• PROBLEM: Print, exactly as given, each line of the data from the line containing "Then it provides" up to and including its last line.

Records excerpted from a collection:

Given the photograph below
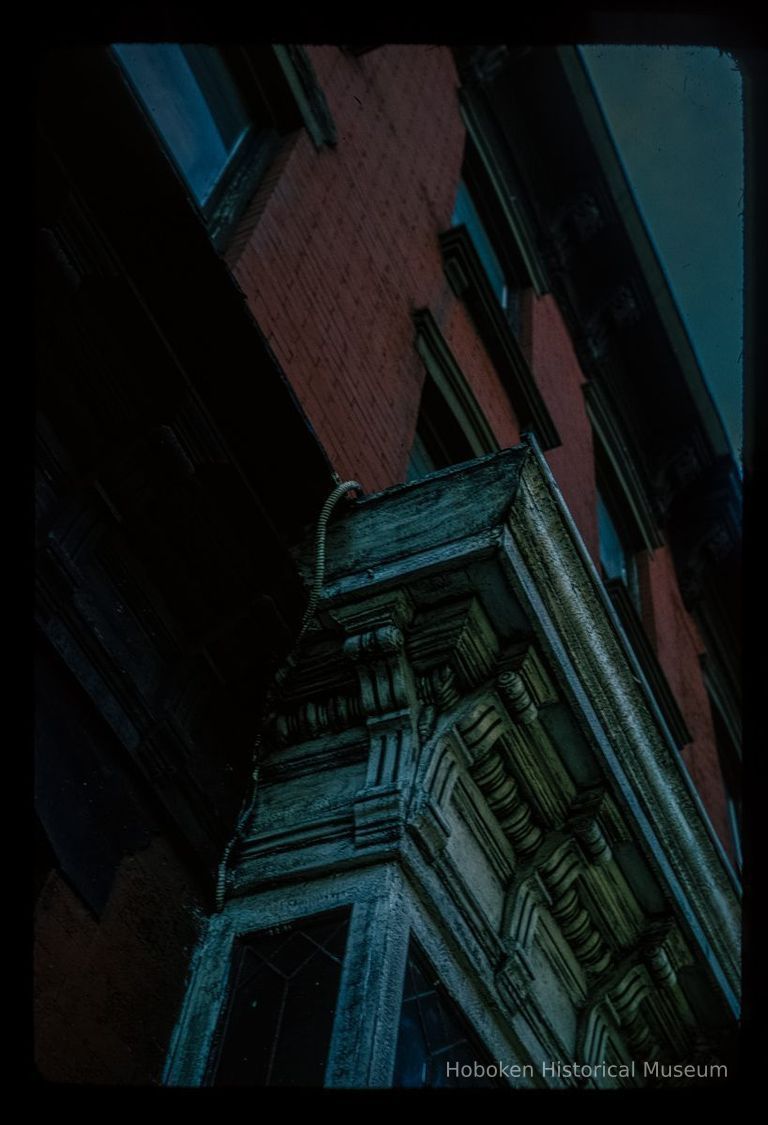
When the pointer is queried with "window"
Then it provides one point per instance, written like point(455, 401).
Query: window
point(218, 142)
point(466, 213)
point(616, 558)
point(434, 1043)
point(451, 426)
point(276, 1028)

• ANSWER SECTION:
Then it provides one point per instance, written like point(455, 401).
Query: window
point(218, 142)
point(466, 213)
point(616, 558)
point(434, 1043)
point(451, 426)
point(276, 1028)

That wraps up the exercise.